→ Passage provided
Biographies from Historical and Biographical Annals by Morton Montgomery
GODFREY,
HAMILTON
p. 1020
Surnames: GODFREY, CARSON, DONOHOWER, ROSS
Conspicuous among the well known business men of Reading is
Hamilton Godfrey, owner of the “Farmers’ Hotel and Rathskeller” and
successful real estate dealer. He was born in Cape May county, New
Jersey, where the Godfrey family has been known for several
generations.
Nicholas Godfrey, grandfather of Hamilton, lived
and died on the family homestead in New Jersey.
Samuel Godfrey, son of Nicholas, became the
owner of the old farm in Cape May county, located two miles from
property owned by his son Hamilton, situated in Great Egg Harbor at
Beesley Point. He married Martha Carson, and their children were:
Bradford, dealer in real estate in New York; Carlton, president of
the Guarantee Trust Company, and of the West Jersey Title Company,
Atlantic City, N. J.; Hamilton; and Lottie, wife of Somers Ross, of
Ocean City, N.J. Samuel Godfrey, the father, died in June, 1907.

→ Data extract

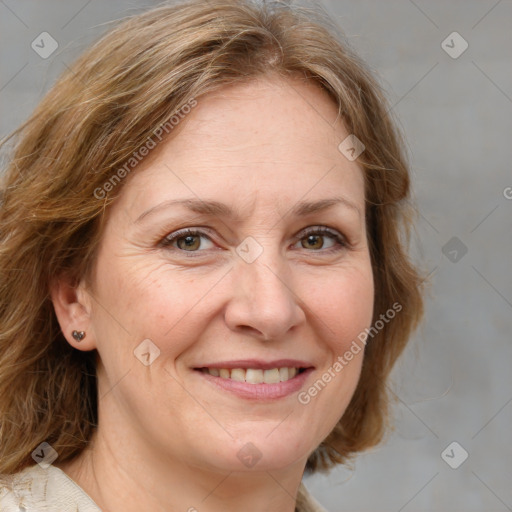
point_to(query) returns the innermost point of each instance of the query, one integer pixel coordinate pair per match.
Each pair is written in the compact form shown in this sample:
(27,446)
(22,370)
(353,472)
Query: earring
(78,335)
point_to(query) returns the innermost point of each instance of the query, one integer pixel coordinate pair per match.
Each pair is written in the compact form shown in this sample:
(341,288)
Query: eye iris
(189,243)
(313,238)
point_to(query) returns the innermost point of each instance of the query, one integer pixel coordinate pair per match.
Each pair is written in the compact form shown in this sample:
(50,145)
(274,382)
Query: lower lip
(262,391)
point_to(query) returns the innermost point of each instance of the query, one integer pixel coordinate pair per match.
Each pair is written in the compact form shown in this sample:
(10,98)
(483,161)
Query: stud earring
(78,335)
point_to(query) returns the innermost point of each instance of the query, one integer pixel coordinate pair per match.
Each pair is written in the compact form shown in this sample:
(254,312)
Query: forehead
(269,141)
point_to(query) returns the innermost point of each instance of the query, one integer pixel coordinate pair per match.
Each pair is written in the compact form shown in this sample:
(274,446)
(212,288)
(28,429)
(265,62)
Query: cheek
(344,305)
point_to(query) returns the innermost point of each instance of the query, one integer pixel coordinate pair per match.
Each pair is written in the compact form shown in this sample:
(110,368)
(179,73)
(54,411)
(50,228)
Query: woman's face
(255,289)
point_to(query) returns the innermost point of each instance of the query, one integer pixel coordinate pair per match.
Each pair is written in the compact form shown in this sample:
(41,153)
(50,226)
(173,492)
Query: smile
(255,375)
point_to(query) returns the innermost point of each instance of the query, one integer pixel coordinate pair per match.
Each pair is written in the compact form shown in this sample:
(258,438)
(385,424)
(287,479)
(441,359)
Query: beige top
(51,490)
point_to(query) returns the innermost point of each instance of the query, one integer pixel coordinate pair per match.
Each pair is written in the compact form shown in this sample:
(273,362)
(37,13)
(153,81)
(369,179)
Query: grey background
(454,382)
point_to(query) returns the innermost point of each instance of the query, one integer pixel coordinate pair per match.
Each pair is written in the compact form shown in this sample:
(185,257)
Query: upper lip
(258,364)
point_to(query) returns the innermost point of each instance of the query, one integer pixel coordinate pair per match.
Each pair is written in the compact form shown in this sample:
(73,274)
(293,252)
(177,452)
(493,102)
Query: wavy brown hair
(89,124)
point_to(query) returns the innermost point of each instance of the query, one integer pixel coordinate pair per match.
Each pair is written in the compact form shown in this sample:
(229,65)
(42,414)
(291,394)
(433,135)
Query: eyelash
(341,242)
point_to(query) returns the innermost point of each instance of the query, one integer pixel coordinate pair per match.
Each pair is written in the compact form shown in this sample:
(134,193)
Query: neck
(115,480)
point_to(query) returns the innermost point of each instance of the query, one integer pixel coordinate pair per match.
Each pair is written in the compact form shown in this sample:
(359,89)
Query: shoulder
(37,489)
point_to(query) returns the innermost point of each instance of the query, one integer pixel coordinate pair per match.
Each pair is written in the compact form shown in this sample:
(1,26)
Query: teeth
(254,376)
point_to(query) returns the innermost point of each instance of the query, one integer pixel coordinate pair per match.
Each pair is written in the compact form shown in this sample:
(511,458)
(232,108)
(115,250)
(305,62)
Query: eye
(312,238)
(186,240)
(189,240)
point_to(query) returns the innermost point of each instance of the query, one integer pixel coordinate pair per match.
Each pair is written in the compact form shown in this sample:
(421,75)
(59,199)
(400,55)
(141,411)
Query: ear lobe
(72,307)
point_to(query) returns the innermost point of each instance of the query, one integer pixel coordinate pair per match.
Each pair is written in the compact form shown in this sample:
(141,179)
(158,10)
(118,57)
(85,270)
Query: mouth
(255,375)
(257,380)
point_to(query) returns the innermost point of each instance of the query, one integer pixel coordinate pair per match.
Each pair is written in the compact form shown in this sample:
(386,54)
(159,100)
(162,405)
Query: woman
(204,284)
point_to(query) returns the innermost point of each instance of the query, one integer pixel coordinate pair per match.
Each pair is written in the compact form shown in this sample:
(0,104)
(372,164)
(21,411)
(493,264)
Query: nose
(264,301)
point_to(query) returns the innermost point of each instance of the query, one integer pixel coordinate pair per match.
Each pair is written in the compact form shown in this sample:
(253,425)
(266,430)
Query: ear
(72,305)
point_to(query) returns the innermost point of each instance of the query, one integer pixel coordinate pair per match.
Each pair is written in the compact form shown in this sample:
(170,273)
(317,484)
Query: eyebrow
(215,208)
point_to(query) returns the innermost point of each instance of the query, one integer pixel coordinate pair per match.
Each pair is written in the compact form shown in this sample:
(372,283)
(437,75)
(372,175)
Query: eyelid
(339,238)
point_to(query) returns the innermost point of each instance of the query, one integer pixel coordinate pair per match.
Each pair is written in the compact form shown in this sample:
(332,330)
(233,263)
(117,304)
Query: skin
(167,438)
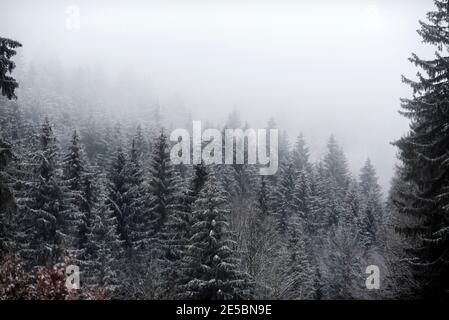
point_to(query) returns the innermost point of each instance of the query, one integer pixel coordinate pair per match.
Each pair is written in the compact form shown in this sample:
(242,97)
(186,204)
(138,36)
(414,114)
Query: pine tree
(7,83)
(162,186)
(118,199)
(7,201)
(423,152)
(103,251)
(45,212)
(335,164)
(300,155)
(372,207)
(298,278)
(212,264)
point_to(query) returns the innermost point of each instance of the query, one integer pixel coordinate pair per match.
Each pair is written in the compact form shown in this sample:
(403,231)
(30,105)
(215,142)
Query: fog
(317,67)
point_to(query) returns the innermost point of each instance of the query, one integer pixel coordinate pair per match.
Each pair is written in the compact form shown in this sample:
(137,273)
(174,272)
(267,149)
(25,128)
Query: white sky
(319,67)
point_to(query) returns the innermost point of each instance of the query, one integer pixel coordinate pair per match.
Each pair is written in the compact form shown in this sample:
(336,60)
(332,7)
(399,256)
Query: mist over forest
(92,90)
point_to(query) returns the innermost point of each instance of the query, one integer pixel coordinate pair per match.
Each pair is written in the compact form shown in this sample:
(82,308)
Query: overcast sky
(319,67)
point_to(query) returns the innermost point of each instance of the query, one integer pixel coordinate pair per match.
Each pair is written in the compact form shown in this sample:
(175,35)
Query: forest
(83,185)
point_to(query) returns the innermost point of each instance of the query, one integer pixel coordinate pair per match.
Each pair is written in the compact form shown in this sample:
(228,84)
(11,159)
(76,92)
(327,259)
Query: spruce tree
(7,83)
(423,152)
(298,274)
(45,213)
(211,261)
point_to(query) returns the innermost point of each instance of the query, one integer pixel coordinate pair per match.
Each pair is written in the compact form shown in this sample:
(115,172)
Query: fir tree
(298,275)
(45,214)
(423,151)
(7,83)
(212,264)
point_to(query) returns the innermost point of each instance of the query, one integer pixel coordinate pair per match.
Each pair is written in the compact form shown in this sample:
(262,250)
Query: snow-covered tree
(211,261)
(7,83)
(298,277)
(423,152)
(45,211)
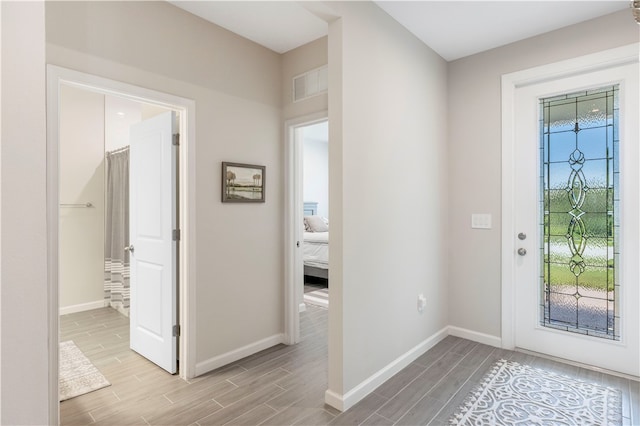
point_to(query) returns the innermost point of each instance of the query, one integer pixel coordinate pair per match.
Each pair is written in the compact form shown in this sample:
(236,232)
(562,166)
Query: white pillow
(315,224)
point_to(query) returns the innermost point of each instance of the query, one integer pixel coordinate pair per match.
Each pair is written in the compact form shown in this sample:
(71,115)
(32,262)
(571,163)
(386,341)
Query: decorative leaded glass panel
(579,209)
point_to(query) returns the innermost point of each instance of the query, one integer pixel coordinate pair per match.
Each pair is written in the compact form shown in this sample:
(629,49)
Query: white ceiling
(453,29)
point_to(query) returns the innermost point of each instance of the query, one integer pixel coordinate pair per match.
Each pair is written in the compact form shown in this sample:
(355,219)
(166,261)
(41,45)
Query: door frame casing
(293,221)
(510,83)
(58,76)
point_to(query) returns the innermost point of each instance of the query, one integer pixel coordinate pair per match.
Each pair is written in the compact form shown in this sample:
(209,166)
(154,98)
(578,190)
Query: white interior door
(558,236)
(152,220)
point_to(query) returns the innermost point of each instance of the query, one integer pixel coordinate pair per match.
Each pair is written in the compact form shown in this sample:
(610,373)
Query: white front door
(152,221)
(576,219)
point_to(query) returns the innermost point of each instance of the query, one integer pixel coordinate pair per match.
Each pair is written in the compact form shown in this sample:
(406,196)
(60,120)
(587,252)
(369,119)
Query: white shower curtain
(116,262)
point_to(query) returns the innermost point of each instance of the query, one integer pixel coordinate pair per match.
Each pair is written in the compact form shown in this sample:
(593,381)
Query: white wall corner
(475,336)
(359,392)
(236,354)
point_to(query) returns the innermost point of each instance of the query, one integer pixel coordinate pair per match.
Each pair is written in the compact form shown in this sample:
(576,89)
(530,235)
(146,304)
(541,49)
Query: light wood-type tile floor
(284,385)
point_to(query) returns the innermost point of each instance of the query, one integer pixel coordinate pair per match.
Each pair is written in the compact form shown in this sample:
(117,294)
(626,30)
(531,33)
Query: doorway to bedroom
(314,143)
(306,219)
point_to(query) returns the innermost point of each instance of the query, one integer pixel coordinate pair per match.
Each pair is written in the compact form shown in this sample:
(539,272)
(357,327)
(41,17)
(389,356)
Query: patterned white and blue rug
(77,374)
(515,394)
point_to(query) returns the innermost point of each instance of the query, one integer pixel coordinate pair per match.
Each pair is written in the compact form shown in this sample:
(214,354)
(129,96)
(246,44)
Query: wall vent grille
(311,83)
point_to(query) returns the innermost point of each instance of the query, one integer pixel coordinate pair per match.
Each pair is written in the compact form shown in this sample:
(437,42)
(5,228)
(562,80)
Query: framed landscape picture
(242,183)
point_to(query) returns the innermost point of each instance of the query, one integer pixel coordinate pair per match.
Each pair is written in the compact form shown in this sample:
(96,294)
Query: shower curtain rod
(87,204)
(116,151)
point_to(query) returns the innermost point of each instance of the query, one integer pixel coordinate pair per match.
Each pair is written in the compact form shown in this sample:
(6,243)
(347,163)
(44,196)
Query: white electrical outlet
(422,302)
(481,221)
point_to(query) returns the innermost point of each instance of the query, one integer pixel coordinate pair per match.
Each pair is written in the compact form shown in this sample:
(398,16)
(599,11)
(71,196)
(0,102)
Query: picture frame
(243,183)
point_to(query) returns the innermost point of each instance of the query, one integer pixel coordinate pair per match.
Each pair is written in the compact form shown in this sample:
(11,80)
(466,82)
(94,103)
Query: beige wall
(236,86)
(387,155)
(295,62)
(24,391)
(474,164)
(81,256)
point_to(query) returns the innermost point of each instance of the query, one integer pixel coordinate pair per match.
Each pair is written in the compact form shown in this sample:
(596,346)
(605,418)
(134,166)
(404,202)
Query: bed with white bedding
(315,247)
(316,254)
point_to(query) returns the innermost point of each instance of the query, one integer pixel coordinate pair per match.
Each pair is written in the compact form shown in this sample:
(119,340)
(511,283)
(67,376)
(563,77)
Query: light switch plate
(481,221)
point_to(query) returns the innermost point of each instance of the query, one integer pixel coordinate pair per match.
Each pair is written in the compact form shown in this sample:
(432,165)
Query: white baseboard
(229,357)
(355,395)
(83,307)
(475,336)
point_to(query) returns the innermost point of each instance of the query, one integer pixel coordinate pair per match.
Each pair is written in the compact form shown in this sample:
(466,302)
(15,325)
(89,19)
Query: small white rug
(77,374)
(317,298)
(519,394)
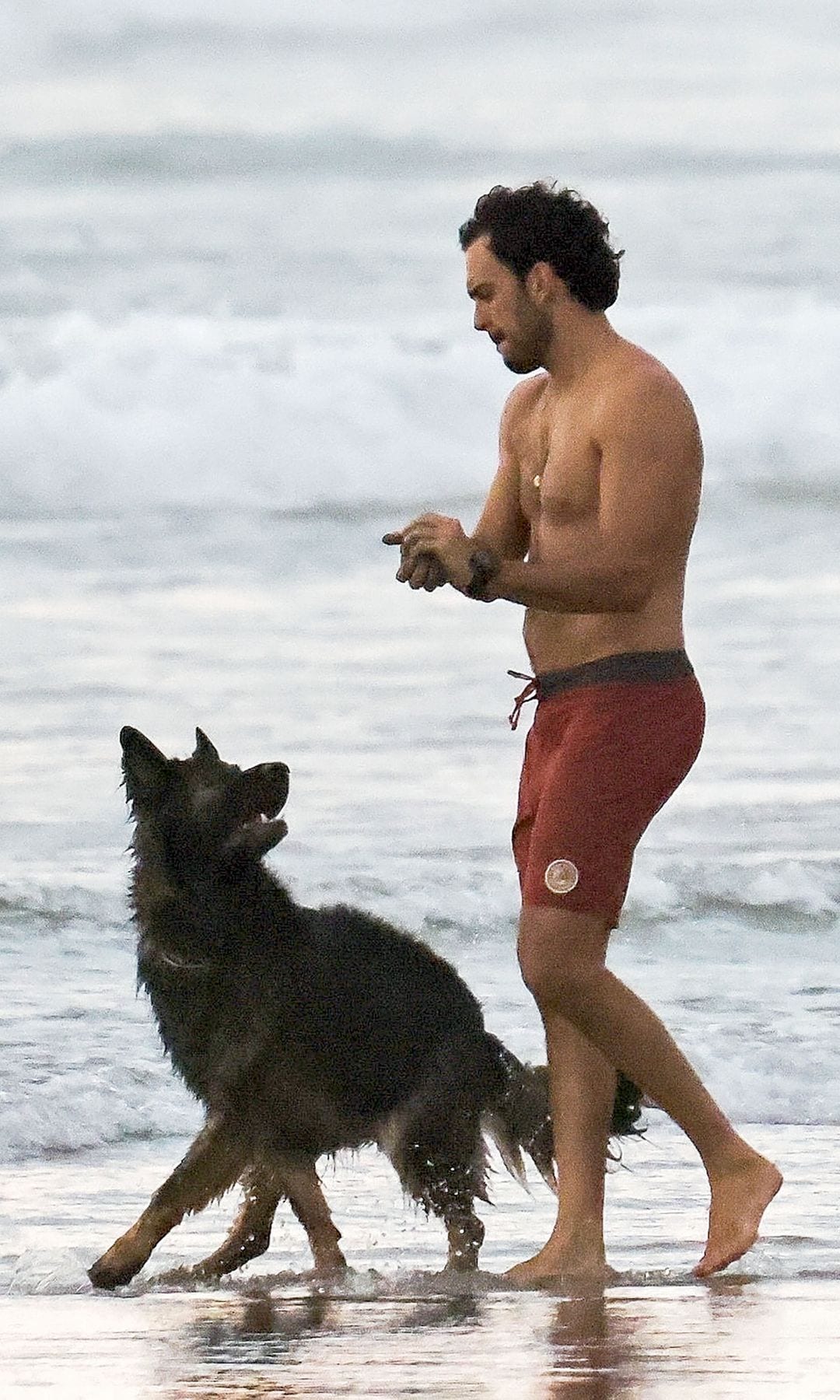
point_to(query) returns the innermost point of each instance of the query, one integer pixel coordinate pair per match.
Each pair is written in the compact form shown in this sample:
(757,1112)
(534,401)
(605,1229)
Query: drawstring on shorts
(531,692)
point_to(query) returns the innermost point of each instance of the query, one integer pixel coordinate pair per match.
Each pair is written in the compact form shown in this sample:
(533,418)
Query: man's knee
(559,954)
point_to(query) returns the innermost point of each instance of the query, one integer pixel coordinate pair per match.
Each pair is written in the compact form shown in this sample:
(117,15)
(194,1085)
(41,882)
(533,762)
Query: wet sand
(727,1339)
(769,1326)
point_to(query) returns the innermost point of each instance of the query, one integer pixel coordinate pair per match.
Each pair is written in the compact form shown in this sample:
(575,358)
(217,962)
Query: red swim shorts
(611,741)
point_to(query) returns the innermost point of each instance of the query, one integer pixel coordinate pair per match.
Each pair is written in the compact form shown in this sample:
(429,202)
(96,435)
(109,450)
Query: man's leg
(583,1087)
(562,957)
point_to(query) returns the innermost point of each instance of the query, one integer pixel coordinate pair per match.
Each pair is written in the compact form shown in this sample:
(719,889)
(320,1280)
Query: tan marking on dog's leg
(251,1232)
(307,1200)
(212,1165)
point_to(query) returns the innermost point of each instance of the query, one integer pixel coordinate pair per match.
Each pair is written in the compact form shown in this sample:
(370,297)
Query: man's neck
(580,339)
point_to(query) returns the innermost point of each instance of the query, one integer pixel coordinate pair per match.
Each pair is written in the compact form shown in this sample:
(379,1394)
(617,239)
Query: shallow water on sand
(398,1328)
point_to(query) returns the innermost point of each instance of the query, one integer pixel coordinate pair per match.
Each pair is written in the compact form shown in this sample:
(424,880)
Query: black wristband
(483,566)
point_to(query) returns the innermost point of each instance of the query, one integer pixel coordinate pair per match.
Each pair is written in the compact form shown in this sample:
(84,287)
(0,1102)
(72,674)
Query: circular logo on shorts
(562,877)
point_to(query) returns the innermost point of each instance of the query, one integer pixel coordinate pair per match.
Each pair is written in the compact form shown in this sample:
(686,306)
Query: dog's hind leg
(441,1164)
(251,1232)
(266,1183)
(212,1165)
(307,1200)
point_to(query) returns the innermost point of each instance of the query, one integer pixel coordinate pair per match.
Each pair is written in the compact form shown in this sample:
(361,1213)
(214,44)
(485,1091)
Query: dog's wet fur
(304,1031)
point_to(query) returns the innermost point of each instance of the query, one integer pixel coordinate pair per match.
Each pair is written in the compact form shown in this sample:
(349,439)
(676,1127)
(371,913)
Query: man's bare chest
(559,469)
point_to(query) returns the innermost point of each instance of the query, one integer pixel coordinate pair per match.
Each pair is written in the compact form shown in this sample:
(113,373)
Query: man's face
(520,329)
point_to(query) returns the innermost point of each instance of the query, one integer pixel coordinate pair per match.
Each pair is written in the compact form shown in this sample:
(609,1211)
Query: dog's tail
(520,1119)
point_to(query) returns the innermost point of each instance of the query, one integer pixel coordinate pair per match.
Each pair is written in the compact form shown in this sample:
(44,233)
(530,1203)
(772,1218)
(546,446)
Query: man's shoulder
(524,398)
(637,377)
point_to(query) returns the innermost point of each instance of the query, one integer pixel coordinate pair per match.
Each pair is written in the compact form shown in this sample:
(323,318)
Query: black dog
(304,1031)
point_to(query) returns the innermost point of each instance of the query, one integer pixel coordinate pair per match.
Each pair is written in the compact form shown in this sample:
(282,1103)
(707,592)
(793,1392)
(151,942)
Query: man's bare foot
(560,1263)
(740,1197)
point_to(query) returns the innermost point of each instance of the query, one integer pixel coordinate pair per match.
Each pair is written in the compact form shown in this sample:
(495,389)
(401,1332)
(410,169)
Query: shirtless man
(587,525)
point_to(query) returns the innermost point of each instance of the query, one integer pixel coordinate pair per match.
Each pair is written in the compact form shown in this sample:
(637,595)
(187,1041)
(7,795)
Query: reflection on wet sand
(252,1346)
(587,1351)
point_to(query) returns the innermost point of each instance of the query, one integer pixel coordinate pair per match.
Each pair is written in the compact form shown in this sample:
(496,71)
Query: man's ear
(145,766)
(542,283)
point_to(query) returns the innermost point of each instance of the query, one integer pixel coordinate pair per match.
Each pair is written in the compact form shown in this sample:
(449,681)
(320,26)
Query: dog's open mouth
(262,797)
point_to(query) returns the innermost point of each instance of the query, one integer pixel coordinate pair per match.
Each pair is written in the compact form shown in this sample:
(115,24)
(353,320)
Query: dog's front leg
(212,1165)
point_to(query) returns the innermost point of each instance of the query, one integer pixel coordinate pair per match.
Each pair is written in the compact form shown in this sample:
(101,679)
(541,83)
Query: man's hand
(429,546)
(427,572)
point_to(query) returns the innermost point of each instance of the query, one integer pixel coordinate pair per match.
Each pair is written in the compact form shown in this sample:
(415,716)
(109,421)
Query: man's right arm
(502,525)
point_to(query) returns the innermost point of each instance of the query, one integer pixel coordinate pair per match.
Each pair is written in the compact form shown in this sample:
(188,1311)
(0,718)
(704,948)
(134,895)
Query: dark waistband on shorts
(626,665)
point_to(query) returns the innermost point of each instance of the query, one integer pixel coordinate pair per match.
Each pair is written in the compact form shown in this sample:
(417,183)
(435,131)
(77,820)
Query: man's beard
(531,346)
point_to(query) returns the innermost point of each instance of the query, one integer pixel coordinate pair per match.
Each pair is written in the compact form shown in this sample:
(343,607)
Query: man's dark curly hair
(539,223)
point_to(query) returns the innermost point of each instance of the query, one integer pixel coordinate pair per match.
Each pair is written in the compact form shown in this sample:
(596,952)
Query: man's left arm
(609,560)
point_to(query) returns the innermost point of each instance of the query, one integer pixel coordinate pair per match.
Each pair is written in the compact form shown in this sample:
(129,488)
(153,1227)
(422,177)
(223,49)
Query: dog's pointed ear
(205,749)
(145,766)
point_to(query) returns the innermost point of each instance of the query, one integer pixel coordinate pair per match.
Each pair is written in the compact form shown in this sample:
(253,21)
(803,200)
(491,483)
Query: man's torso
(559,444)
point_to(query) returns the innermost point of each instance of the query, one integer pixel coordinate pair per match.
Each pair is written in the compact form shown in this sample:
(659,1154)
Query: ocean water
(234,349)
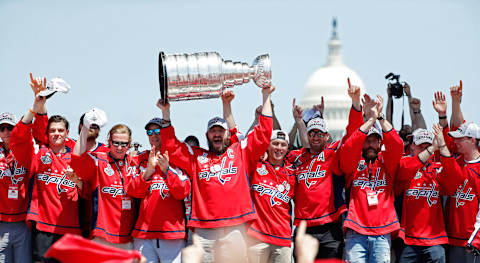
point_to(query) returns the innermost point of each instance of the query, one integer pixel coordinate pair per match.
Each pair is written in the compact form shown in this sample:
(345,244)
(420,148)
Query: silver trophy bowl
(205,75)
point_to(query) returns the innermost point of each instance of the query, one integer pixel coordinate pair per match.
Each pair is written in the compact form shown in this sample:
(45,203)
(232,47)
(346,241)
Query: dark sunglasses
(6,127)
(117,144)
(150,132)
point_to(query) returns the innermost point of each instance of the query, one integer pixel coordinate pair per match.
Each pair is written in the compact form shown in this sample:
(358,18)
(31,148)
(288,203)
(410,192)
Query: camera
(396,86)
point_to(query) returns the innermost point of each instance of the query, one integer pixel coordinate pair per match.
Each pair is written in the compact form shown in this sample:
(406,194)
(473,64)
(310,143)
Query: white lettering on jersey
(428,192)
(460,195)
(273,192)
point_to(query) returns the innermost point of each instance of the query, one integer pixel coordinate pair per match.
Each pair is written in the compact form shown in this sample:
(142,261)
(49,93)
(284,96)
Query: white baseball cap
(280,135)
(54,85)
(317,123)
(466,130)
(421,136)
(217,121)
(8,118)
(95,116)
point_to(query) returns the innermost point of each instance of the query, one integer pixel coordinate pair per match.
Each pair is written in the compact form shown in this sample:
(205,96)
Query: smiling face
(217,139)
(371,147)
(276,151)
(57,133)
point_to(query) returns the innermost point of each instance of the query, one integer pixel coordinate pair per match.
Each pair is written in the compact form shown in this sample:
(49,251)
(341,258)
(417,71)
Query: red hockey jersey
(13,188)
(105,177)
(54,197)
(162,199)
(375,216)
(220,189)
(272,189)
(422,222)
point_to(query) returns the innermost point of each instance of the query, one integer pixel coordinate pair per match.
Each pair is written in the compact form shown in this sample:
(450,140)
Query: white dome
(331,82)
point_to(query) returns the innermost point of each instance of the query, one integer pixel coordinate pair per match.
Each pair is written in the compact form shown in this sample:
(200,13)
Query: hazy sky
(107,51)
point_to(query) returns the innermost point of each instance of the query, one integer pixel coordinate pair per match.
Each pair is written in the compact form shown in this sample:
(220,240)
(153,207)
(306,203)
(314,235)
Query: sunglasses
(6,127)
(117,144)
(150,132)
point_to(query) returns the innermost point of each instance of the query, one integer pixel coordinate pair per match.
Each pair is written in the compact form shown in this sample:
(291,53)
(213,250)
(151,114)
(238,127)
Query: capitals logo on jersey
(310,176)
(16,171)
(461,194)
(161,187)
(277,193)
(58,179)
(219,171)
(377,182)
(428,192)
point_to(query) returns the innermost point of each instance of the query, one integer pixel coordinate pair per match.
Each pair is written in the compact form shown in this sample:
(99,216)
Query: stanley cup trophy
(205,75)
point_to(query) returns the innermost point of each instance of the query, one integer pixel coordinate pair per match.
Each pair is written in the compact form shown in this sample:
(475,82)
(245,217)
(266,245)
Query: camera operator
(415,112)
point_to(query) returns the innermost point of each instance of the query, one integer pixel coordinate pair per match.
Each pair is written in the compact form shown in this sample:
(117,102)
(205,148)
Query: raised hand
(456,92)
(415,104)
(296,111)
(439,103)
(37,84)
(228,96)
(368,105)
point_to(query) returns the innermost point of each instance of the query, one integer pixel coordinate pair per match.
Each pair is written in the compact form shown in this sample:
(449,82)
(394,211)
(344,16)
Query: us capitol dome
(330,81)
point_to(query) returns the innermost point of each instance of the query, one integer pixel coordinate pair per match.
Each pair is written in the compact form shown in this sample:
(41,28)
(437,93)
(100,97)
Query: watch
(381,116)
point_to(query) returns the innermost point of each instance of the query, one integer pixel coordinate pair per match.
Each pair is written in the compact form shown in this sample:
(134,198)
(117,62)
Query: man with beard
(369,174)
(221,202)
(318,193)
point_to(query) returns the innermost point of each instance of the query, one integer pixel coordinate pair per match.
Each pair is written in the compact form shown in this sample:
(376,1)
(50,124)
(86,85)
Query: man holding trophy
(221,201)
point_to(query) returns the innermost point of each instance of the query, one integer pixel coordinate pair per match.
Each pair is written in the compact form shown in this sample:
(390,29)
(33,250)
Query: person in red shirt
(318,194)
(221,201)
(104,176)
(161,188)
(423,181)
(369,174)
(14,233)
(53,204)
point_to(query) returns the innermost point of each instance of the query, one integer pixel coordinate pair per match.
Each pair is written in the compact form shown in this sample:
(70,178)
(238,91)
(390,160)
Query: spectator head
(421,139)
(7,122)
(119,139)
(217,135)
(372,144)
(192,141)
(93,132)
(466,138)
(152,129)
(57,130)
(317,134)
(278,147)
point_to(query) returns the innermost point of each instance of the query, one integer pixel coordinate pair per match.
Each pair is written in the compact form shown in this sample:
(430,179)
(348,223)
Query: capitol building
(330,81)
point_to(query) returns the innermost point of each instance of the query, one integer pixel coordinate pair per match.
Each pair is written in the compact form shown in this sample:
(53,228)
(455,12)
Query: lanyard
(118,168)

→ Task instructions
- A) Determine whether each of the following statements agrees with the Hamilton Godfrey biography: (i) Hamilton Godfrey was born in Cape May county, New Jersey; (ii) Samuel Godfrey married Martha Ross; (iii) Samuel Godfrey died in June, 1907. Answer yes or no for each, quoting the words of the biography that decide it.
- B) Write out, word for word, the portion of the Hamilton Godfrey biography starting at "Nicholas Godfrey, grandfather" and ending at "in June, 1907.".

→ Responses for each task
- A)
(i) Yes: "He was born in Cape May county, New Jersey"
(ii) No: "He married Martha Carson"
(iii) Yes: "Samuel Godfrey, the father, died in June, 1907."

- B)
Nicholas Godfrey, grandfather of Hamilton, lived
and died on the family homestead in New Jersey.
Samuel Godfrey, son of Nicholas, became the
owner of the old farm in Cape May county, located two miles from
property owned by his son Hamilton, situated in Great Egg Harbor at
Beesley Point. He married Martha Carson, and their children were:
Bradford, dealer in real estate in New York; Carlton, president of
the Guarantee Trust Company, and of the West Jersey Title Company,
Atlantic City, N. J.; Hamilton; and Lottie, wife of Somers Ross, of
Ocean City, N.J. Samuel Godfrey, the father, died in June, 1907.